> **EXERCISE PROMPT**:
Copy the lines below without any change, from the line containing "point: black trash can" through the line containing "column 764, row 126", including both of these lines. Leave out any pictures.

● ● ● ● ● ● ●

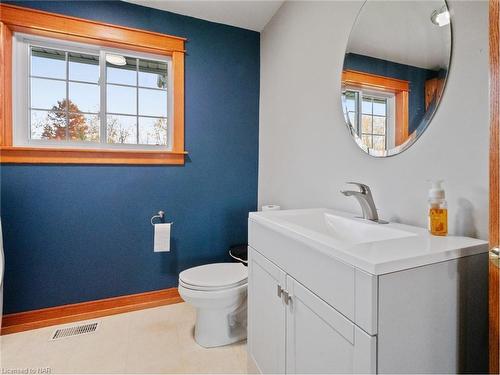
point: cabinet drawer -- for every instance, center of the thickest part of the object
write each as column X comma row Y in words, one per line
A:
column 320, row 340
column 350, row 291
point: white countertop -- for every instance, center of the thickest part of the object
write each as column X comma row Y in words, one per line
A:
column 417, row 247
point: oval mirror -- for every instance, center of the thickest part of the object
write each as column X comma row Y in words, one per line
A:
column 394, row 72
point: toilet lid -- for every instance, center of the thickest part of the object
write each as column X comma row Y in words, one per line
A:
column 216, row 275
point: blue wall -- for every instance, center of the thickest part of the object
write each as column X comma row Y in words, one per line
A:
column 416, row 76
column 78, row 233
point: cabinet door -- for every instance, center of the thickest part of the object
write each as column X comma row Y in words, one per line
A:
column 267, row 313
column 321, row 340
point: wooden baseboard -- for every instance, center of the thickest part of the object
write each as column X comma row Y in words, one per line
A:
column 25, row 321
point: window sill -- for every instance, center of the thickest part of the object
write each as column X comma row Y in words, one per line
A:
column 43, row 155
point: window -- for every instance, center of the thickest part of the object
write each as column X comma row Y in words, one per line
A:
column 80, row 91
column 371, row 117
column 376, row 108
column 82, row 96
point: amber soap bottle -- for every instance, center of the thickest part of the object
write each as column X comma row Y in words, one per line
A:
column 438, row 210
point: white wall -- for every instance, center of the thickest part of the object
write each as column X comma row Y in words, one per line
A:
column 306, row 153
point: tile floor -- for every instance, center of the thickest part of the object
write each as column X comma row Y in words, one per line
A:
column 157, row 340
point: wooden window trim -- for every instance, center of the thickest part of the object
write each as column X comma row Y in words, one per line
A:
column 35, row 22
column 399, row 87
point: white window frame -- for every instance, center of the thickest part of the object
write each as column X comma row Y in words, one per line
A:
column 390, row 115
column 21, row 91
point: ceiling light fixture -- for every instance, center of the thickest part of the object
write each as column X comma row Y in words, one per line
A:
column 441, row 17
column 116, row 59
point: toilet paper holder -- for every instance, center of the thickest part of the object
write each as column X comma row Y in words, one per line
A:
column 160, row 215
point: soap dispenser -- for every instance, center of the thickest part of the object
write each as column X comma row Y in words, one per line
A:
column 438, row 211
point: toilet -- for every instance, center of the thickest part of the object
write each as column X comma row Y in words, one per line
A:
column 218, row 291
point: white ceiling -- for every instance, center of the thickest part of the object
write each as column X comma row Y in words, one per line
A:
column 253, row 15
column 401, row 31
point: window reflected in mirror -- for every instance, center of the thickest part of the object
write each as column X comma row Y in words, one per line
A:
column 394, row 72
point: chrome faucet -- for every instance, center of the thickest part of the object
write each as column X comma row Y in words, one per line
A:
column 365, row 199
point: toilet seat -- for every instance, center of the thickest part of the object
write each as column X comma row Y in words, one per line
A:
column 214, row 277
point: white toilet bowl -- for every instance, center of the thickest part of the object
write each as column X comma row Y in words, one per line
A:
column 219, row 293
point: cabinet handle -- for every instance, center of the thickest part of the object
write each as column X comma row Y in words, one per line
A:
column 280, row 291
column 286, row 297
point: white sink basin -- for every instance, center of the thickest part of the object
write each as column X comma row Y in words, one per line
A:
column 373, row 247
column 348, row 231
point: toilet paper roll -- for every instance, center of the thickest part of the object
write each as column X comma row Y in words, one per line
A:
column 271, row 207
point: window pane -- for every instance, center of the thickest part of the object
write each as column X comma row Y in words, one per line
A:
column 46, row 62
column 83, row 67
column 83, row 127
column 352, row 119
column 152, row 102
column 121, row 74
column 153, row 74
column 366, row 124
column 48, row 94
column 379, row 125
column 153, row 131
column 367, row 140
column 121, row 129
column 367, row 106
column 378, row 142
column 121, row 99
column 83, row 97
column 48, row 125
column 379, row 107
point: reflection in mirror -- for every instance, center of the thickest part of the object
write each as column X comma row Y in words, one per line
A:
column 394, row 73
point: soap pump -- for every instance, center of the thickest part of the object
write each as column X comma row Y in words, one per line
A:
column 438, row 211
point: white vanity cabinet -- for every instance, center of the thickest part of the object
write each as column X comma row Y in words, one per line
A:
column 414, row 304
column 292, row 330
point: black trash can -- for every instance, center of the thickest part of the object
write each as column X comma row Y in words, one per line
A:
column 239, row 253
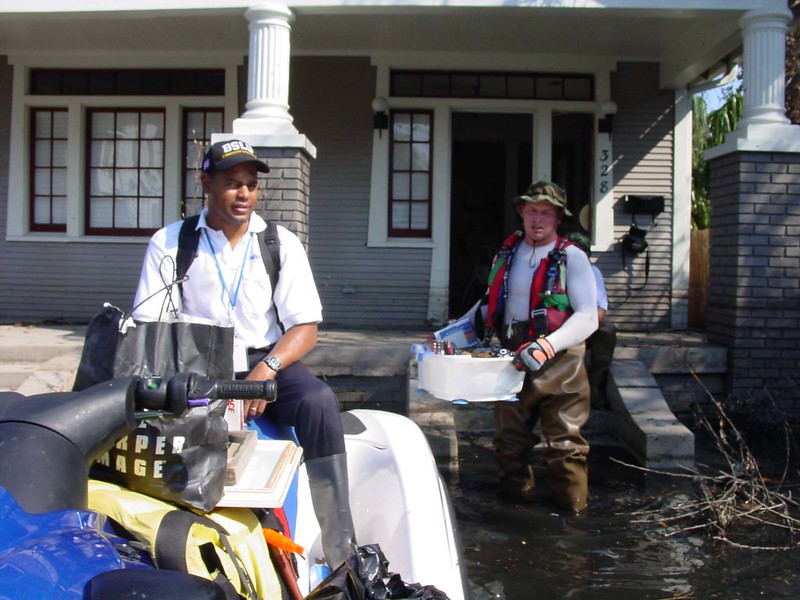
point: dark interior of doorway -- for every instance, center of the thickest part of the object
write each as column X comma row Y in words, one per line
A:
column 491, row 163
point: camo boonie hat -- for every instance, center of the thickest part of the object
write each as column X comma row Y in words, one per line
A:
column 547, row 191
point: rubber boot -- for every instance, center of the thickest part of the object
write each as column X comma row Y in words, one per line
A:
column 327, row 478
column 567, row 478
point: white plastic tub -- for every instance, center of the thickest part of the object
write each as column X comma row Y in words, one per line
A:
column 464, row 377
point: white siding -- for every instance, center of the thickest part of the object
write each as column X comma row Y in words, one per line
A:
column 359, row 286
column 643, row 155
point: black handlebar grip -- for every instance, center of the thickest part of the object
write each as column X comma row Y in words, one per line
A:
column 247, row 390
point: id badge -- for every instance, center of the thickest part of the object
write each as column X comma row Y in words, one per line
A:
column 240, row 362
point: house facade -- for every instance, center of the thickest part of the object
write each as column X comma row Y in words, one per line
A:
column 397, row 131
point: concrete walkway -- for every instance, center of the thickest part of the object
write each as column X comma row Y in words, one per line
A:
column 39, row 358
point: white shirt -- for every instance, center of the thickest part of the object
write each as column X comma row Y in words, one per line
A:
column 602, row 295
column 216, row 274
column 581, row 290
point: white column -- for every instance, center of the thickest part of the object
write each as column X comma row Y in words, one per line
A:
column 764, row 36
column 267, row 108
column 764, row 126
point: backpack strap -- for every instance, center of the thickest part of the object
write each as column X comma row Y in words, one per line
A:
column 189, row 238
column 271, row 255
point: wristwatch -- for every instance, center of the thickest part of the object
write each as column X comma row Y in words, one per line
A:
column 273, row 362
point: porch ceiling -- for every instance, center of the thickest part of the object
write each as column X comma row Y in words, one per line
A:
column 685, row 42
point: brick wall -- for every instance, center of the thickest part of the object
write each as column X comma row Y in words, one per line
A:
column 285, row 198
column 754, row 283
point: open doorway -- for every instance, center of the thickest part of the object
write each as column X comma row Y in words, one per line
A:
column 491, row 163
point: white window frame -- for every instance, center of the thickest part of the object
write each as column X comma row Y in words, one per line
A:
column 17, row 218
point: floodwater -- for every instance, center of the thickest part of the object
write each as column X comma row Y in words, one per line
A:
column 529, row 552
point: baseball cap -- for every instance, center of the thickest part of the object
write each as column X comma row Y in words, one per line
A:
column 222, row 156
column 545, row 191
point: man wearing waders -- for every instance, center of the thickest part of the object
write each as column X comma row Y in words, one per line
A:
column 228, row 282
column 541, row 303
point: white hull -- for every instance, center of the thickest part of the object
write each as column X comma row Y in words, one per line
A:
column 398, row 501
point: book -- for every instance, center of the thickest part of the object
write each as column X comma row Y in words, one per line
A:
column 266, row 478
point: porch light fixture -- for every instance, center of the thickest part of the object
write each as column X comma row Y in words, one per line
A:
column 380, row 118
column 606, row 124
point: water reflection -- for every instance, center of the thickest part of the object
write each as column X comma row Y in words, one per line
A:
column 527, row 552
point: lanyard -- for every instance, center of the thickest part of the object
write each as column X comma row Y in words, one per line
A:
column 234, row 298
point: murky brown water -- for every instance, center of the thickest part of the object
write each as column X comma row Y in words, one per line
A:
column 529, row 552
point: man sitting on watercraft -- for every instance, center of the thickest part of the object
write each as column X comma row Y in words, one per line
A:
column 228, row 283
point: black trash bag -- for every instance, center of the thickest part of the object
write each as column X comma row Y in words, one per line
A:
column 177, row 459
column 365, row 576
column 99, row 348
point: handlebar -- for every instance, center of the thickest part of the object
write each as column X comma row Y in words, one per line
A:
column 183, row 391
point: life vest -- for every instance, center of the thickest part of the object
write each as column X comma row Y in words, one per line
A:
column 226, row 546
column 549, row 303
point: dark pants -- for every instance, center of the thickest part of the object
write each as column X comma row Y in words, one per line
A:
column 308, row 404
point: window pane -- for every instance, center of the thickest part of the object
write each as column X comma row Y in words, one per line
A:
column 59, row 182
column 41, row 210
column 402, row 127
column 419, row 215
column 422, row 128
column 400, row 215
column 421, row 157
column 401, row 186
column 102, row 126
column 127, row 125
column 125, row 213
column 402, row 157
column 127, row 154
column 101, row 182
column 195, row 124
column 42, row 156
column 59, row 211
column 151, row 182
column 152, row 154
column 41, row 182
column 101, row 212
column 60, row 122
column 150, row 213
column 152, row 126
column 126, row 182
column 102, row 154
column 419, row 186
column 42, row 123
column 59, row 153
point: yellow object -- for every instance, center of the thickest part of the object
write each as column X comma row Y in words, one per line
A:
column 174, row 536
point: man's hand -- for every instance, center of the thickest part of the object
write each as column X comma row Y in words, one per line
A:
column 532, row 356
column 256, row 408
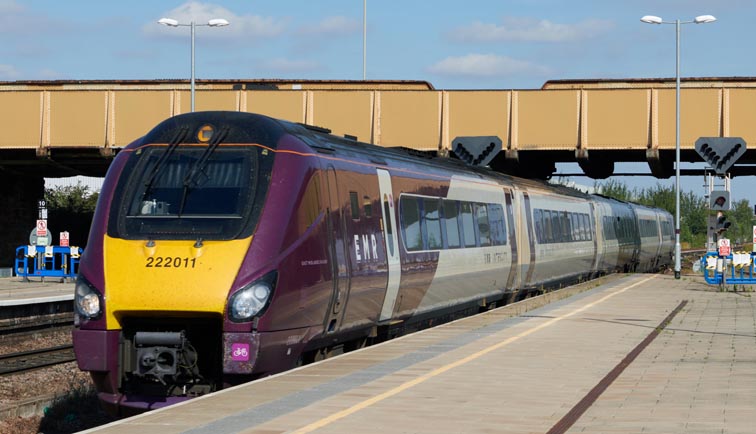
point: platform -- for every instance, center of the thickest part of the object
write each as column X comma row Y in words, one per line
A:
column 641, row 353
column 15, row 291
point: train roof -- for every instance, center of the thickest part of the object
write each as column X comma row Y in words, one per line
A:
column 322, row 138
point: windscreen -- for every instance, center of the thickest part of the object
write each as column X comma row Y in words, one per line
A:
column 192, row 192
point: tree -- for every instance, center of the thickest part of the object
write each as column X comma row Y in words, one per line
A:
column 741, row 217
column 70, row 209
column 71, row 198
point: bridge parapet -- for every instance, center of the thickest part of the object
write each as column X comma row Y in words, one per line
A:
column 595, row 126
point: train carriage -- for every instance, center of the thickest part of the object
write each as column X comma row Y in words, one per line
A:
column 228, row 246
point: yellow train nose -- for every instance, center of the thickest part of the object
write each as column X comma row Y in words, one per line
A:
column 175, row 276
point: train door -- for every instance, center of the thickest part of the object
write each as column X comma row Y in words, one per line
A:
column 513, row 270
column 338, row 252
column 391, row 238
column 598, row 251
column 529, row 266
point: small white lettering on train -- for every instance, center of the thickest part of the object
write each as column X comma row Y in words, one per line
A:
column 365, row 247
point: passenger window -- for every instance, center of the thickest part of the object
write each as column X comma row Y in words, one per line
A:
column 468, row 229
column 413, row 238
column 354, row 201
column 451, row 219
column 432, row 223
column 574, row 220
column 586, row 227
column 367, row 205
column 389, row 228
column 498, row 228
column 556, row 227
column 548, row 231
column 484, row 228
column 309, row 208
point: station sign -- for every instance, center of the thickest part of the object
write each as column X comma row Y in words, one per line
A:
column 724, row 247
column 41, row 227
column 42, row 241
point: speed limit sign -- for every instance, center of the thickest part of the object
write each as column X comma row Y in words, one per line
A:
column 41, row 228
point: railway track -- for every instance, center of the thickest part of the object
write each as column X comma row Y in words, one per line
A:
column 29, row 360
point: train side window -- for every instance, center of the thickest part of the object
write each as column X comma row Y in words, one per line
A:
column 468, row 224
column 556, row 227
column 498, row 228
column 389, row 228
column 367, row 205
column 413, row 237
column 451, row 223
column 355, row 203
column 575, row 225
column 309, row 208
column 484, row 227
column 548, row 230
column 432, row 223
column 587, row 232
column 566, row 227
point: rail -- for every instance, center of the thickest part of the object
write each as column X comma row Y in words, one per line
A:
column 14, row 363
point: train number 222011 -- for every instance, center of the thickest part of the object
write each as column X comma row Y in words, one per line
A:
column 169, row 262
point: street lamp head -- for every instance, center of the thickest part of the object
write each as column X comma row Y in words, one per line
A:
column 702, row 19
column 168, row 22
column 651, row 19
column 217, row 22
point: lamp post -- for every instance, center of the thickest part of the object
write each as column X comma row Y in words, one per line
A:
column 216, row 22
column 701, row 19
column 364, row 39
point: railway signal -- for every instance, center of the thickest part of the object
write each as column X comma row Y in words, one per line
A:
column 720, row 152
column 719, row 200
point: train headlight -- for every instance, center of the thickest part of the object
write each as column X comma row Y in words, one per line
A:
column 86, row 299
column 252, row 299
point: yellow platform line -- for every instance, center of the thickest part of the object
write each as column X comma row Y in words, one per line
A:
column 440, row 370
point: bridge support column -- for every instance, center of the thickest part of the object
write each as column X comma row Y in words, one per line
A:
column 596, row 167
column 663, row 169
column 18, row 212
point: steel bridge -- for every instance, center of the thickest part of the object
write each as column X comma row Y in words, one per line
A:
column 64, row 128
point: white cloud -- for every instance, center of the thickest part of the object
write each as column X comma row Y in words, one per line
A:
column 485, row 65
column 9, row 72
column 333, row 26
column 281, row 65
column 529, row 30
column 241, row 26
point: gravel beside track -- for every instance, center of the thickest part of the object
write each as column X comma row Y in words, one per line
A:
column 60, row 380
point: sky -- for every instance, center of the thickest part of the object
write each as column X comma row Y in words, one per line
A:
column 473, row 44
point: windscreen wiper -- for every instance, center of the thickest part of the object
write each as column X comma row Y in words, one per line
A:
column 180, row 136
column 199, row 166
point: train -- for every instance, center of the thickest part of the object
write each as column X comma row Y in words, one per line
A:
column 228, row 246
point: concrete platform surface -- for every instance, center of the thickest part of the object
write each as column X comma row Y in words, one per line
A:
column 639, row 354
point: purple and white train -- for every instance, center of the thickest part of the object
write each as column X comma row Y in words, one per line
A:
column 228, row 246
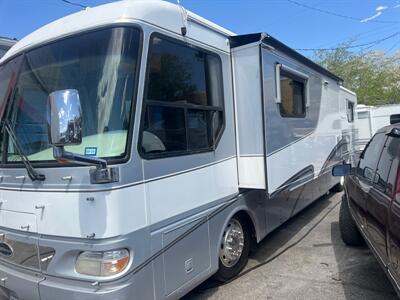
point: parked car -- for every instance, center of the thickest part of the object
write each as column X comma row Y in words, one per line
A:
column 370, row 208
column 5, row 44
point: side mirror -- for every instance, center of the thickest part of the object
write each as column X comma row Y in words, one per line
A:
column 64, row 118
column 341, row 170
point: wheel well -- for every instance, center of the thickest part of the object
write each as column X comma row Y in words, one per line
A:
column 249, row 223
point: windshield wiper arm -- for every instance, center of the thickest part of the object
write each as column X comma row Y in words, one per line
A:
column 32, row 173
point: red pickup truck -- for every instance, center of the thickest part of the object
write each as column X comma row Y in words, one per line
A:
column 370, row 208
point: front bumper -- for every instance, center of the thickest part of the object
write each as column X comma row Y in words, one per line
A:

● ● ● ● ● ● ●

> **THE REPLY**:
point: black trash can -- for every instance, center of the thickest part of the object
write each as column X comma row Y in words, one per line
A:
column 239, row 253
point: dark interior of doorway -- for every instance, center of the thickest part of the object
write each as column X comma row Y in words, one per line
A:
column 491, row 163
point: camo boonie hat -- for every instance, center of the thickest part of the object
write each as column X comma row Y in words, one per line
A:
column 547, row 191
point: rubber boot -- for every instance, center of the thickest part of the object
write each as column X comma row Y in words, one per line
A:
column 327, row 478
column 567, row 478
point: white plastic tub -- for every instance, center of the thickest part of the object
write each as column X comma row Y in words, one per line
A:
column 464, row 377
point: white siding -- for every instance, center of the thickest part of the object
write each as column X comma row Y in words, one per line
A:
column 359, row 286
column 643, row 155
point: black handlebar grip -- for every instance, center of the thickest part of the object
write each as column X comma row Y in words, one per line
A:
column 247, row 390
point: id badge -- for every instance, center of the thickest part of the object
write each as column X comma row Y in words, one per line
A:
column 240, row 362
point: house facade -- for every instance, center of the thickest part of the object
write each as column X comma row Y in words, one per line
A:
column 397, row 131
point: concrete walkway -- for every instance, center of the thickest part of the object
write each as column X comma row Y in words, one per line
A:
column 39, row 358
point: white shirt -- for every instance, center of the thickest part of the object
write each as column X comma row Y in words, one per line
A:
column 602, row 295
column 216, row 274
column 581, row 290
point: white column -- for every instance, center of the thickest part of the object
write each as column X comma row Y in words, one per line
A:
column 764, row 36
column 267, row 108
column 764, row 126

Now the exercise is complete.